* [PROMPT]: Recast all of the material below as a two-column CSV with the header row mark_text,boxes. Give one row for each "Mark the ..." line and the coordinates that follow it, with each value in a single quoted field and line breaks turned into spaces, and keep the pictures out of it.

[Start]

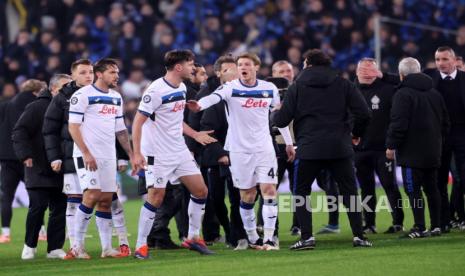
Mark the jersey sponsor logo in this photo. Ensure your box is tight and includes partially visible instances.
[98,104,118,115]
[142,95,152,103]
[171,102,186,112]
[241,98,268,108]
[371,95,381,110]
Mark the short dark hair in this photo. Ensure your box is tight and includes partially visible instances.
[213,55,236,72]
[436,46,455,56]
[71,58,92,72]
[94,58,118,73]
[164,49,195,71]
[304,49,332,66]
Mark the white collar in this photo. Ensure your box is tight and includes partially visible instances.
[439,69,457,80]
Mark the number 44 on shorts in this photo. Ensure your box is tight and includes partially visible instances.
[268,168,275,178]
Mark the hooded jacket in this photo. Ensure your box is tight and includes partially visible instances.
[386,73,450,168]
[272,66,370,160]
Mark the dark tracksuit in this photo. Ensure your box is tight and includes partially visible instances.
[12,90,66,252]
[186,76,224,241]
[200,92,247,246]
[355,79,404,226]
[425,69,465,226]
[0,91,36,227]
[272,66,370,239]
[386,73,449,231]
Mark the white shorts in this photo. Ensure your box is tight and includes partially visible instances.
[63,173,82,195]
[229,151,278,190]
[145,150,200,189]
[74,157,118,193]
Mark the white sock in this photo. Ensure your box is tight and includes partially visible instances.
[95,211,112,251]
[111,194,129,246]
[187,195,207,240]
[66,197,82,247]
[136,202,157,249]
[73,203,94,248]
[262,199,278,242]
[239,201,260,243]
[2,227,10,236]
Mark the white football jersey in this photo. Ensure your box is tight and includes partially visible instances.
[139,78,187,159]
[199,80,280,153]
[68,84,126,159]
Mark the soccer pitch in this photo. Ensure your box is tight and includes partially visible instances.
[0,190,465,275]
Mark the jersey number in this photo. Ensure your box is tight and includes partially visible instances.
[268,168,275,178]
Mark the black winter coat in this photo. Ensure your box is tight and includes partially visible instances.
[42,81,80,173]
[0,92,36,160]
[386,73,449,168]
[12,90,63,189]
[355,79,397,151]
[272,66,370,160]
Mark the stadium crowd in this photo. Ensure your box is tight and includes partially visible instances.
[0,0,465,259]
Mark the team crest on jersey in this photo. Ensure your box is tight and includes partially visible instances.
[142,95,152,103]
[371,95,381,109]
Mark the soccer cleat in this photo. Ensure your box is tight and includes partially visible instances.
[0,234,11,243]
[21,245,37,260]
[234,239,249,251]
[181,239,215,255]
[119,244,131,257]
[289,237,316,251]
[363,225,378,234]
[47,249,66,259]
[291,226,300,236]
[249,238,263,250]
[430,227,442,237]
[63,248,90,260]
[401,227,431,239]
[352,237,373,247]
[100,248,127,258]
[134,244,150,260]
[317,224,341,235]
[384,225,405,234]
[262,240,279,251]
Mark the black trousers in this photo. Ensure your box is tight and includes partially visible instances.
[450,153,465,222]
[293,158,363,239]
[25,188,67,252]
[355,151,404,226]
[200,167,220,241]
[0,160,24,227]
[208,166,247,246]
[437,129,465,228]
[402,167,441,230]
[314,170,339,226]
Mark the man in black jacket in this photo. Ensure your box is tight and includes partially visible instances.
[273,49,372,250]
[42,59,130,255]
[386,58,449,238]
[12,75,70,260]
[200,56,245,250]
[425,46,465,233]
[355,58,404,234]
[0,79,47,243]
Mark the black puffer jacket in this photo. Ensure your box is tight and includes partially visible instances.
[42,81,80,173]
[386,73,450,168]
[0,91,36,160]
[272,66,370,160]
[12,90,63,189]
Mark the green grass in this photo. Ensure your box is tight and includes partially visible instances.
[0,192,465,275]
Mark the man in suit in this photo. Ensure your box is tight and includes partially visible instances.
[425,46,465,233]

[End]

* [ANSWER TO THIS TASK]:
mark_text,boxes
"Mark the jersey sponsor logo in this photo. Ensure your box is tight and includes partially visible instances.","[98,104,118,115] [142,95,152,103] [171,102,186,112] [241,98,268,108] [371,95,381,110]"
"Mark the short dark hair in this photo. Ensure your box is tight and includes partially visible instances.","[213,55,236,72] [436,46,455,56] [71,58,92,72] [94,58,118,73] [164,49,195,71] [304,49,332,66]"
"Mark the white collar in this photo. Ensure your box is tight and includes partially visible instances.","[439,69,457,80]"
"Mark the number 44 on shorts in this photo. Ensure your box is tight and includes partially visible instances.","[268,168,275,178]"
"Mark the hooded jacket in this photo. Ensure your box is tight and includes partially visible instances.","[386,73,450,168] [272,66,370,160]"
"Mark the dark tracksuit in this photo. Ensure your box is tight and includes partially visible instances.","[12,90,66,252] [186,76,224,241] [200,92,247,246] [355,79,404,226] [425,69,465,226] [0,91,36,227] [272,66,370,239] [386,73,449,231]"
"Mark the white shorts in this photo. Ensure your box is tight and includes partially visible instances.","[63,173,82,195] [229,151,278,190] [145,150,200,189] [74,157,118,193]"
"Mark the white sock in this photo. Ensure your box is tight and includes partially visible instances.","[95,211,112,251] [111,194,129,246] [187,195,207,240] [66,197,82,247] [136,202,157,249] [73,203,94,248] [262,199,278,242] [239,201,260,243] [2,227,10,236]"
"Mark the white football jersey in this photo. Ensure your box is tight and includes partially visible instances.","[139,78,187,159] [199,80,280,153] [68,84,126,159]"
"Mark the soccer pitch in this photo. Ensure your box is tight and includes partially visible instances.","[0,190,465,275]"
"Mark the jersey number in this photo. Ensure your box is tight and includes partially visible instances.","[268,168,275,178]"
"Mark the black winter coat in this photo. Ensure your box is tight and includes partially visible instances.","[42,81,80,173] [0,92,36,160] [386,73,449,168] [12,90,63,189] [355,79,397,151] [272,66,370,160]"
"Mark the stadium crowd in this photo. Ensure your box is tight and includes partially visible instances.","[0,0,465,259]"
"Mark the team crest on jersey in this photo. Ensure your box is tight and includes partially visible instances.","[142,95,152,103] [371,95,381,109]"
"Mark the soccer cleat in this photo. Ensure your box is tight and includes partially visible instances.","[0,234,11,243] [21,245,37,260] [234,239,249,251] [181,239,215,255] [119,244,131,257] [289,237,316,251] [363,225,378,234] [47,249,66,259] [291,226,300,236] [249,238,263,250] [430,227,442,237] [63,248,90,260] [401,227,431,239] [352,237,373,247] [100,248,127,258] [134,244,150,260] [317,224,341,235] [384,225,405,234] [262,240,279,251]"
"Mark the black trousers in this photo. Ensure your box is tight and includes partially visible instances.","[450,153,465,222] [293,158,363,239] [25,188,67,252] [355,151,404,226] [200,167,220,241] [0,160,24,227] [208,166,247,246] [437,129,465,228] [402,167,441,230] [314,170,339,226]"
"Mark the man in black jacket in this photo. Ensure your box is tight and includes partially visible instances.","[273,49,372,250] [42,59,130,255] [386,58,449,238] [12,75,70,260] [200,56,245,250] [425,46,465,233] [355,58,404,234] [0,79,47,243]"
"Mark the black puffer jacket in this photo. Ensure your box is tight and includes partially visible instances.","[42,81,80,173] [386,73,450,168] [0,91,36,160] [272,66,370,160] [12,90,63,189]"
"Mark the green grass in this photo. Ensure your box is tight and includes partially visible instances.","[0,192,465,275]"
"Mark the man in suit in this photo. Ensure your box is tight and includes partially visible instances.","[425,46,465,233]"